(Natural language region descriptions)
..............................

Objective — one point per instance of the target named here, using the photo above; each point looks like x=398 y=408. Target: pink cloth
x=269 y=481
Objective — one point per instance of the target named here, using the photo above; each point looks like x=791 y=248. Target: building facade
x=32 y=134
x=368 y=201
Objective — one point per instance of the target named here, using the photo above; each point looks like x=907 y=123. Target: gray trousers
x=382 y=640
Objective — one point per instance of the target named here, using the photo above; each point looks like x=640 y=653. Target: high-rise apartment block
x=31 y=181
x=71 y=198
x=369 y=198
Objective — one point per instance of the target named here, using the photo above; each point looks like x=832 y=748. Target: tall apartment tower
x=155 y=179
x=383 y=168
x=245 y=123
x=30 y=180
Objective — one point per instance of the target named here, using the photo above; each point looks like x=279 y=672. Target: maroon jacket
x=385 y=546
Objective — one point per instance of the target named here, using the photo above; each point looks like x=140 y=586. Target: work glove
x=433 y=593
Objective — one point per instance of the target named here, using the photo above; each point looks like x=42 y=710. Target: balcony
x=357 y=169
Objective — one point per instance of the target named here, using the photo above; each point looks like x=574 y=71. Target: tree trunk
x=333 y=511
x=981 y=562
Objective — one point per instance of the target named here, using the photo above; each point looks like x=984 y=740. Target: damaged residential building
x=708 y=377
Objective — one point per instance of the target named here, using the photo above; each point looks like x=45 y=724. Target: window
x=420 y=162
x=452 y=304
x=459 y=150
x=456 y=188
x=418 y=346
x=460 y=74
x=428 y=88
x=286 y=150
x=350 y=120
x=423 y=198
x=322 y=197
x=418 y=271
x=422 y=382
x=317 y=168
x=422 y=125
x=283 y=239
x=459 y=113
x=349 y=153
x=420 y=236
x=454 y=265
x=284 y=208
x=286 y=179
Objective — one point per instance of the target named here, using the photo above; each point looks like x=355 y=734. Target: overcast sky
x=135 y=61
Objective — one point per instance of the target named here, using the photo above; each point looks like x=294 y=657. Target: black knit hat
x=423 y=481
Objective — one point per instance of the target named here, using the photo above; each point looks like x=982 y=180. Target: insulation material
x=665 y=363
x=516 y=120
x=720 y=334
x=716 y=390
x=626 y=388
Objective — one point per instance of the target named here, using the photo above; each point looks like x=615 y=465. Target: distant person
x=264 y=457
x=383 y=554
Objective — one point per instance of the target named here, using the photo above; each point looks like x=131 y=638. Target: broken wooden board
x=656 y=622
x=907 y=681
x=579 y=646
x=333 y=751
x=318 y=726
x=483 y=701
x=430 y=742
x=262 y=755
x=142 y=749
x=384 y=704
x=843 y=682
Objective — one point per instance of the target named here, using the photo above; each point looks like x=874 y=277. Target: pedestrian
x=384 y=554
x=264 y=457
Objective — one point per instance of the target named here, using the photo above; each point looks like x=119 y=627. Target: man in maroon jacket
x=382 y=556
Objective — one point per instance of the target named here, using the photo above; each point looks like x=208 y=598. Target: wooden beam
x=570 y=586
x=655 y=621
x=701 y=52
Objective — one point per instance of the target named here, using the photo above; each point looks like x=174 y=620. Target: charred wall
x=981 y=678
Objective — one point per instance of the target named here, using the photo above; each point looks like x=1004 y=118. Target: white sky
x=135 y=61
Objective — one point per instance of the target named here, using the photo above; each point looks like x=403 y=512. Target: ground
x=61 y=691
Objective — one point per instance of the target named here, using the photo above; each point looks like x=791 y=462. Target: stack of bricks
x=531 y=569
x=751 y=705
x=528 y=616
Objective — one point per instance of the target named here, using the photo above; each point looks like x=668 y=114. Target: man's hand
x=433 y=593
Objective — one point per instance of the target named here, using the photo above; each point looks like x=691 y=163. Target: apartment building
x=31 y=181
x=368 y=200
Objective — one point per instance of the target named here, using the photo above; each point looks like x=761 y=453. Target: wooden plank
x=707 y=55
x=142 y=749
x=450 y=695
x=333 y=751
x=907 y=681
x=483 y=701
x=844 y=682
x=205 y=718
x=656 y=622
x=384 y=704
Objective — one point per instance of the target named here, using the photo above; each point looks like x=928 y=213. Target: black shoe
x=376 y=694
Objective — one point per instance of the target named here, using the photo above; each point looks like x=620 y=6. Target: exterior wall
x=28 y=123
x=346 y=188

..............................

Return every record above. Copy each one exactly.

Objective — one point per instance of the target named here, using the photo above; each point looks like x=398 y=408. Target: pink cloth
x=269 y=481
Objective — one point per instance of the target named here, using the photo above; each point looks like x=791 y=248. Target: building facade
x=32 y=134
x=368 y=201
Objective — one point per instance of the target named here, using the photo above; each point looks like x=907 y=123. Target: gray trousers
x=382 y=640
Objective — one point per instance of the target named here, using the photo above; each point looks like x=640 y=653. Target: high-rise apartment block
x=31 y=181
x=71 y=198
x=369 y=198
Objective — one point per instance of the target named here, using the photo above; each point looks like x=832 y=748. Target: tall apartment tower
x=155 y=179
x=383 y=168
x=245 y=123
x=30 y=180
Objective — one point per instance of the target named here, using the photo above; each point looks like x=279 y=672. Target: maroon jacket
x=385 y=546
Objective — one point per instance of the target named here, using the photo above; each point looks like x=140 y=586. Target: work glove
x=433 y=593
Objective — one point per instance of the target named here, using the photo above; each point looks like x=42 y=710. Target: balcony
x=357 y=169
Objective — one point per instance of the target named here, using the photo above; each point looks like x=574 y=71. Target: tree trunk
x=333 y=511
x=981 y=562
Objective — one point per instance of the target named here, using the photo above; each point looks like x=984 y=740. Target: damaged residential building
x=708 y=377
Objective — one point per instance of the target named here, using the photo above; each point looks like x=45 y=724. Target: window
x=420 y=162
x=452 y=304
x=459 y=150
x=456 y=188
x=418 y=346
x=460 y=74
x=428 y=88
x=286 y=150
x=350 y=120
x=423 y=198
x=322 y=197
x=418 y=271
x=422 y=382
x=317 y=168
x=422 y=125
x=283 y=239
x=459 y=113
x=349 y=153
x=420 y=236
x=454 y=265
x=284 y=208
x=286 y=179
Objective — one point per instance of the target named here, using the photo above; each point looks like x=355 y=734. Target: overcast sky
x=135 y=61
Objective — one point per instance of the target named here, using the photo above; each point looks like x=294 y=657. Target: black knit hat
x=423 y=481
Objective — one point per instance of the target named here, using the photo above; each point looks like x=982 y=180. Target: insulation material
x=665 y=363
x=516 y=120
x=720 y=334
x=716 y=390
x=626 y=388
Objective — one point per instance of the target named here, using the photo above; each point looks like x=615 y=465. Target: distant person
x=264 y=457
x=383 y=554
Objective — one point per instance of the target named here, using the photo above; each point looks like x=131 y=638. Target: broken wooden board
x=656 y=622
x=907 y=681
x=579 y=646
x=333 y=751
x=318 y=726
x=483 y=701
x=430 y=742
x=262 y=755
x=142 y=749
x=384 y=704
x=843 y=682
Objective — one point per instance of the target named here, using the photo above; each point looks like x=874 y=277. Target: pedestrian
x=384 y=554
x=264 y=457
Objective — one point per instance of the target named here, using the photo above; each point looks like x=119 y=627. Target: man in maroon jacket
x=382 y=556
Objective — one point per instance of the target named here, using the photo above; each point looks like x=208 y=598. Target: wooden beam
x=570 y=586
x=655 y=621
x=701 y=52
Objective — one point per instance of the target named here, using the photo above; each point looks like x=174 y=620. Target: charred wall
x=981 y=678
Objective — one point per instance of the target named here, using the photo above; each point looks like x=1004 y=118. Target: white sky
x=135 y=61
Objective — one point per instance of the target named here, using the photo above; each point looks like x=403 y=512. Target: ground
x=61 y=691
Objective — one point per instance of the target named here, using the photo above; each point looks like x=791 y=462. Target: stack of bricks
x=531 y=569
x=751 y=705
x=528 y=616
Objective — one point per instance of the target named here, using the photo above; each point looks like x=668 y=114. Target: man's hand
x=433 y=593
Objective — one point per instance of the target named here, using the photo above; each point looks like x=691 y=163. Target: apartment building
x=31 y=181
x=368 y=200
Objective — one point per instance of the target named here, using the photo above; each point looks like x=761 y=453. Target: wooden plank
x=707 y=55
x=142 y=749
x=450 y=695
x=333 y=751
x=907 y=681
x=483 y=701
x=844 y=682
x=205 y=718
x=656 y=622
x=384 y=704
Objective — one point per instance of the target named here, using the photo above; each point looks like x=928 y=213. Target: black shoe
x=376 y=694
Objective — one point per instance of the target named here, using the photo above; each point looks like x=620 y=6. Target: exterior wall
x=28 y=123
x=346 y=188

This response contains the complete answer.